> [WHAT YOU WILL DO] Once you reach the line that contains "x=818, y=602", retype it and every line after it exactly, ending with the last line of the entries.

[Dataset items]
■ ■ ■

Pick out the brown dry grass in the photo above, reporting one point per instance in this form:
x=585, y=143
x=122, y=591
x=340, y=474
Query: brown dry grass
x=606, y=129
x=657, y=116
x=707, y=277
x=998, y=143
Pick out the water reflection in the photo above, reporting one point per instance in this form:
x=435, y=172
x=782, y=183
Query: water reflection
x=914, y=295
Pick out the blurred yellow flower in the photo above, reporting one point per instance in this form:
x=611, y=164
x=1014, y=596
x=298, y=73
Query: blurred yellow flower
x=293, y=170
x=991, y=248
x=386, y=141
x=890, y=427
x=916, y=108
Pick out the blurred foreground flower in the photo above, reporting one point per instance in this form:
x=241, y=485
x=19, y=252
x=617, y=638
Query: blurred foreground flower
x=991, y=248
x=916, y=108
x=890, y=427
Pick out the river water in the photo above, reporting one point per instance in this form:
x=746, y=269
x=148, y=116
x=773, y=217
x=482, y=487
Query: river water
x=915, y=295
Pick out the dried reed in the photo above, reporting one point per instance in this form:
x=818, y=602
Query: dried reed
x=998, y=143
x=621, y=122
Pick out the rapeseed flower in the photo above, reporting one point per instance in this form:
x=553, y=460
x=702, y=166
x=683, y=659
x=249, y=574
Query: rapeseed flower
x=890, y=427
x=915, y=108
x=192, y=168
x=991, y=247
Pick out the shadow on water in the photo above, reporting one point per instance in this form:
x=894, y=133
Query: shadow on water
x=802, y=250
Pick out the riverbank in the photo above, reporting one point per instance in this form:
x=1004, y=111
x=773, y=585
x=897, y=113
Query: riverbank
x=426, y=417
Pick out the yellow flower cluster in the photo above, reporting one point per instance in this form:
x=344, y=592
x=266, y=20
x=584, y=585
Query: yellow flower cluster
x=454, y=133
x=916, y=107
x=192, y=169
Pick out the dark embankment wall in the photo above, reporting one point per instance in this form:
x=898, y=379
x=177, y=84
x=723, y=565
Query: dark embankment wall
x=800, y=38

■ ■ ■

> [WRITTEN REPLY]
x=818, y=602
Query: dried reed
x=998, y=143
x=621, y=122
Pick out the rapeseed flower in the photo above, reporting one point per instance in this form:
x=553, y=460
x=702, y=166
x=683, y=659
x=249, y=574
Query: rapeseed flower
x=890, y=427
x=915, y=108
x=192, y=168
x=991, y=247
Pick out the shadow on water in the photo above, reporting one point per instance in this form:
x=894, y=133
Query: shadow on water
x=802, y=250
Pick out the riverbank in the photo above, reporting one point per instance in this form:
x=1004, y=111
x=773, y=585
x=897, y=113
Query: riverbank
x=426, y=417
Pick out the yellow flower cluster in the photo above, reporting one point per instance in this form:
x=344, y=592
x=266, y=20
x=584, y=585
Query: yellow flower cluster
x=454, y=133
x=916, y=107
x=192, y=169
Pick out the dark embankment wall in the photo above, reporting one point per instance in this form:
x=898, y=379
x=177, y=84
x=723, y=565
Query: dark embankment wall
x=800, y=38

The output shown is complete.